§ Prompt A: According to the IKONA interview, in what year did M.D. Dixon write the novel?
§ Prompt B: Name the four strangers drawn to the healing cross, as described in the IKONA book description.
§ Prompt C: Carry on the interview with M.D. Dixon about IKONA, picking up right after its final line.

§ Page excerpt:
An Interview with M.D. Dixon, author of IKONA.

Four people standing together
IKONA

Book Description

A fluid medium where the past and future frequently intersect through a mysterious icon is presented in M.D. Dixon’s IKONA. The narrative follows four individuals who are drawn toward an ancient healing cross, leading them on a journey of inner reckoning and collective discovery. It is an observational look at how the choices of the few can resonate across multiple dimensions of existence.

Across various cities and fractured timelines, a mysterious Russian Orthodox cross with inexplicable healing power begins to emerge. Four strangers find themselves drawn into its resonance—from the busy streets of Sydney, Hong Kong, Atlanta, and Berlin to the stark quiet of a post-apocalyptic Siberian tundra. Kate Davies witnesses the icon’s power in Atlanta, while in Sydney, Finley Minor deals with the weight of prophetic visions. Jia Li MacPherson, a former thief, holds secrets that powerful forces are willing to kill for. One hundred years in the future, Wallace Deng Moroz, a monk in a world ravaged by a genetic engineering catastrophe, clings to visions of a cure.

In a dangerously polarized world, the convergence of these four heroes feels destined, yet it is ultimately shaped by their own decisions. As they move further into the cross’s field, they must decide which version of the future they will inhabit and what price they must pay to reach it.

 

Q&A

What’s a detail, theme, or clue in your book that most readers might miss on the first read—but you secretly hope someone notices?

I hope someone notices that whilst the present-day chapters and future chapters are chronologically ordered forward in time, the chapters set in the past (early 20th century Siberia) move backwards in time, so that the earliest chapter timeline-wise for the past chapters reaches a climax at the latest period time-wise for the other chapters. Truthfully, there are many other details that might be missed but which astute readers will catch: recurring motifs, the recursive nature of the story, how Gutov’s chapter 26 is also IKONA’s chapter 26, for example.

When did this story or idea “click” into place for you—was there a single moment you knew you had to write it? 

This story first came to me in 2012. I planned the structure and journeys for years before I sat down to write it. I knew from the moment I got the first few pages and the title that it would be my most mature work. It is my fourth novel, but my first published novel. It was a persistent inner voice which never left me no matter how many twists and turns my life took in the interim. I wrote it in 2022.

Which character or real-life person surprised you the most while writing this book, and why?

§ Source data:

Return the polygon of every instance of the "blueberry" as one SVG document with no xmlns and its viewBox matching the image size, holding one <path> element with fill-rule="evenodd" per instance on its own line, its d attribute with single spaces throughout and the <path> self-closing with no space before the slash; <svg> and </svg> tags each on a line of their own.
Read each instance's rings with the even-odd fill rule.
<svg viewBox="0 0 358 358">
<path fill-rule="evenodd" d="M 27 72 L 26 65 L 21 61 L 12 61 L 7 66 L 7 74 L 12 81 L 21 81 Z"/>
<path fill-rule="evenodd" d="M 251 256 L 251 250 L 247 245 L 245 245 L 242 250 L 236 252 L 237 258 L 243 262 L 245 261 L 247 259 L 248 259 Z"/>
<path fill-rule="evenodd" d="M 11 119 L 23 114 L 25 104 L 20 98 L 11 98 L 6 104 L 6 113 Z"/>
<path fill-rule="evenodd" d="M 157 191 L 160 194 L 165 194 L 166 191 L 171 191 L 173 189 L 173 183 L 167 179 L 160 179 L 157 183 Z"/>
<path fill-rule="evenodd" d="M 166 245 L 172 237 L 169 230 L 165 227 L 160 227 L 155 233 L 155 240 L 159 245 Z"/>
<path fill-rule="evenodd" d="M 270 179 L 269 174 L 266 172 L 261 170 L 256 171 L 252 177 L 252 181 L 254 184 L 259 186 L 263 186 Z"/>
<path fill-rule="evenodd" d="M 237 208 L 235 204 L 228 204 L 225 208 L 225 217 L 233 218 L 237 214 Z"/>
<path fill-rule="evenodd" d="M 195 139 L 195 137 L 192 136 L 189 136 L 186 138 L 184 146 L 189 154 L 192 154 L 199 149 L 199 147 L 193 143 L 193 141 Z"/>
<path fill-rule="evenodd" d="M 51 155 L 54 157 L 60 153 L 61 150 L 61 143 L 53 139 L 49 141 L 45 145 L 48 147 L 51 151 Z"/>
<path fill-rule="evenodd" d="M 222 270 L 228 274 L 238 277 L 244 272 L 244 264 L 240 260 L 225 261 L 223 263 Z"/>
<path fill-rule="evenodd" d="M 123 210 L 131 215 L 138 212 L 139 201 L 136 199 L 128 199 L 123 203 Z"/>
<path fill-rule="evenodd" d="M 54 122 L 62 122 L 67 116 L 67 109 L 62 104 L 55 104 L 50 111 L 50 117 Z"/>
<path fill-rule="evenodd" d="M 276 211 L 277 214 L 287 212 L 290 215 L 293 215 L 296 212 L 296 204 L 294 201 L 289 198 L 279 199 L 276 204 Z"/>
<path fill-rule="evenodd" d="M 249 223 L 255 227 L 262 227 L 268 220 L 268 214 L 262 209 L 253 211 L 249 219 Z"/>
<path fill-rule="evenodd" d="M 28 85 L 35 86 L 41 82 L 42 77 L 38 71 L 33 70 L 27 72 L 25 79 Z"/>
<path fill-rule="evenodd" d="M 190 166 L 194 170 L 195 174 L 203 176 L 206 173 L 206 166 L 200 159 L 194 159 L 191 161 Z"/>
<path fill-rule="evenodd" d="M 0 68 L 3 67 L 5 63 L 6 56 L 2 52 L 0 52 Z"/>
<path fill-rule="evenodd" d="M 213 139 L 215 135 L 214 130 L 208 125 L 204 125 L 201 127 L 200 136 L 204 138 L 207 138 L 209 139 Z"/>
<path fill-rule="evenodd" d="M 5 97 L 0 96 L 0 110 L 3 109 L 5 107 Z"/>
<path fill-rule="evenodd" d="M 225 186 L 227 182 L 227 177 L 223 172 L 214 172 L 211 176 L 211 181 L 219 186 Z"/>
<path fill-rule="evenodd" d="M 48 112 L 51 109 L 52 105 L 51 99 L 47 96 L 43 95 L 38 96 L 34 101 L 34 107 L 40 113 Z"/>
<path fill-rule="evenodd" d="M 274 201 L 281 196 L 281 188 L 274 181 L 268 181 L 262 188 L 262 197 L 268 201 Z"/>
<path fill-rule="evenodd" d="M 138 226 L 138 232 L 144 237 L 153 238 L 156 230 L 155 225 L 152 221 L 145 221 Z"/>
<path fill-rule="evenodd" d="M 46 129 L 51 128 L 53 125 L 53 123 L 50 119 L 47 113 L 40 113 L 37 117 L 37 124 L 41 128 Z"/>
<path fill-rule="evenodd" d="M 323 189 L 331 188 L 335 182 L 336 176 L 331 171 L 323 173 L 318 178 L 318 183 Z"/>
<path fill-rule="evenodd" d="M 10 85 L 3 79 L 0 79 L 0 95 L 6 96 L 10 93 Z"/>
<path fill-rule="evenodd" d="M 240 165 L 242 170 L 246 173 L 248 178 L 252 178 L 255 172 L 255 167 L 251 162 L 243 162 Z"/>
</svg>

§ Response A: 2022

§ Response B: Kate Davies, Finley Minor, Jia Li MacPherson, Wallace Deng Moroz

§ Response C:
Finley Minor’s journey evolved in a way I didn’t expect. No spoilers so I will just say that his arc deeply moved me, and I was unprepared for my own emotional reaction.

If your book had a soundtrack, what three songs would be on it and what scenes or moments would they pair with? 

Jimi Hendrix’s All Along the Watchtower was a song that appeared in my mind the moment the title and first chapter appeared, as if guiding me with its revolutionary message – I feel that this song is the musical equivalent of IKONA’s message.

The song You Are a Memory by Message to Bears accompanied Part Three of the novel and always brings me back, emotionally, to Finley’s and Wallace’s final chapters.

Saeglopur by Sigur Ros takes me to the narrative’s climax and particularly Jia Li during one of her Shibari performances.

Music was a salve for the entire writing of IKONA and I created a public Spotify playlist for the novel called IKONA the Playlist.

https://open.spotify.com/playlist/7BbP05jUU3tJm28IfEy4E6?si=w4HVUAmGRui8WkflIg7AYw&pi=VOEyJ7igQqOg0

What’s one belief, question, or emotional truth you hope readers carry with them long after they finish your book? 

Hope. I want readers to experience hope and a sense of personal agency in the long road of societal change we currently find ourselves navigating.

Tell us about a moment during the writing process when the story (or message) took an unexpected turn. 

Honestly, writing this felt like an experience of transmission. There was no unexpected turn – the consistency in message, tone and narrative arc was set and unwavering. There was always a sense of consistency, as if the river of words flowed, and I was merely the faithful witness. From a craft point of view, there was a fair bit of planning. It felt like a giant puzzle I had to arrange in precisely the correct order. Like sacred geometry. Which chapters went where, and in what order, and so on. But the narrative itself flowed without deviation.

If your protagonist (or the central figure in your nonfiction) could give the reader one piece of advice, what would it be? 

Well, as my character Gutov says regarding his chapter the Bridge, “Read it again, this time with your heart.”

What real-world place, object, or memory helped shape a key element in your book?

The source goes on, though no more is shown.